> [WORK REQUIRED] Repeat the lines of the records from the line containing "Target: row of palm trees" through the end of the records, including both ends and nothing else.

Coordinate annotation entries
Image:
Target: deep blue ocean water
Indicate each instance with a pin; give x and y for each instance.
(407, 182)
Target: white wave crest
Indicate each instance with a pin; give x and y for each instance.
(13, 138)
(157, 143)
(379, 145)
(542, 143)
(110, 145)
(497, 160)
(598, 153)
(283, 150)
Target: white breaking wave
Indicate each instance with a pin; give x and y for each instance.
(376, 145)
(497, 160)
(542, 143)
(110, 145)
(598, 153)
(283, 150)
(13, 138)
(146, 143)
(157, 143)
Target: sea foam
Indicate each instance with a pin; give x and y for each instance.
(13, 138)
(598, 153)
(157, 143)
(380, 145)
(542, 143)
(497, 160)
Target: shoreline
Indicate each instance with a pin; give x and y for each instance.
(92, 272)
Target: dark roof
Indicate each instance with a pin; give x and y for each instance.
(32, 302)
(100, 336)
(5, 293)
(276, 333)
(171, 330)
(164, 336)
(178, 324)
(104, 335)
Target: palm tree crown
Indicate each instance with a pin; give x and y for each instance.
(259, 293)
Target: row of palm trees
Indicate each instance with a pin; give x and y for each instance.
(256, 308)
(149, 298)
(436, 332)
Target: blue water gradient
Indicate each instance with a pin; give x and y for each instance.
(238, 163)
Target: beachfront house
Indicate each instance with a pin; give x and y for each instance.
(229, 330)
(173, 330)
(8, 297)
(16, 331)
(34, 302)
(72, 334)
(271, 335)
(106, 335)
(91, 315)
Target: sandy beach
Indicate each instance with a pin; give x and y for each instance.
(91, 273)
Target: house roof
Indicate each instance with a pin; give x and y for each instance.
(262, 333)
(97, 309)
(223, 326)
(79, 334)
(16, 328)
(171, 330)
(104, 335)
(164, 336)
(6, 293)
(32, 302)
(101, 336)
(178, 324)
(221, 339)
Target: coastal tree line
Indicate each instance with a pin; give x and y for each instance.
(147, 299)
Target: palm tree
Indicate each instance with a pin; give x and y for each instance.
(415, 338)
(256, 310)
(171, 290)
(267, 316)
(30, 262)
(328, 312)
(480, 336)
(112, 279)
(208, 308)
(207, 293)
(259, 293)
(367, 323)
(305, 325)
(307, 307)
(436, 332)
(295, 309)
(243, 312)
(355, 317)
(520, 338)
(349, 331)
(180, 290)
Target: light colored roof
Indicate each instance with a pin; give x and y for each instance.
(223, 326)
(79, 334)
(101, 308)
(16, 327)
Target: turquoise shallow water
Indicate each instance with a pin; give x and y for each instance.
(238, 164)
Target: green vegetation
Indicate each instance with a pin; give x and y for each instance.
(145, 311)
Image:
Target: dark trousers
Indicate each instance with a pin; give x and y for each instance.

> [TASK RESULT]
Target: row of palm trees
Indicate each instance with a pin; give x and y for each instance.
(256, 308)
(149, 298)
(436, 332)
Target: blue water gradient
Indicate each instance with a pin; give x and y for each instance.
(238, 163)
Target: beachfront house
Indicate each instance with a pin; give x and y for each instance.
(229, 330)
(173, 330)
(8, 297)
(16, 331)
(34, 302)
(72, 334)
(271, 335)
(106, 335)
(91, 315)
Target: sandy beach
Indicate each instance with a pin; give x and y for each instance.
(91, 273)
Target: house roof
Indicate each instance with a pin; give x and y for each instance.
(262, 333)
(97, 309)
(223, 326)
(79, 334)
(16, 328)
(171, 330)
(104, 335)
(164, 336)
(6, 293)
(32, 302)
(101, 336)
(178, 324)
(221, 339)
Target: coastal tree line
Indicate each instance with a pin; give x and y for each instance.
(147, 299)
Target: palm tree
Indicate each instance with a pin; give x and y for each instance.
(415, 338)
(256, 310)
(171, 290)
(267, 316)
(30, 262)
(328, 312)
(480, 336)
(112, 279)
(208, 308)
(207, 293)
(259, 293)
(367, 323)
(305, 325)
(307, 307)
(436, 332)
(295, 309)
(243, 312)
(355, 317)
(520, 338)
(349, 331)
(180, 290)
Target: light colored roof
Indicate each instance with a pin; give x and y for each instance.
(223, 326)
(79, 334)
(101, 308)
(16, 327)
Target: turquoise shallow water
Indicate each instance with a pin; give x and y for each instance.
(238, 164)
Target: green vegetation
Indicate each instance with a pin; give x and y for each instance.
(145, 311)
Image:
Target: dark trousers
Indicate each instance with a pin; give x and y for each instance.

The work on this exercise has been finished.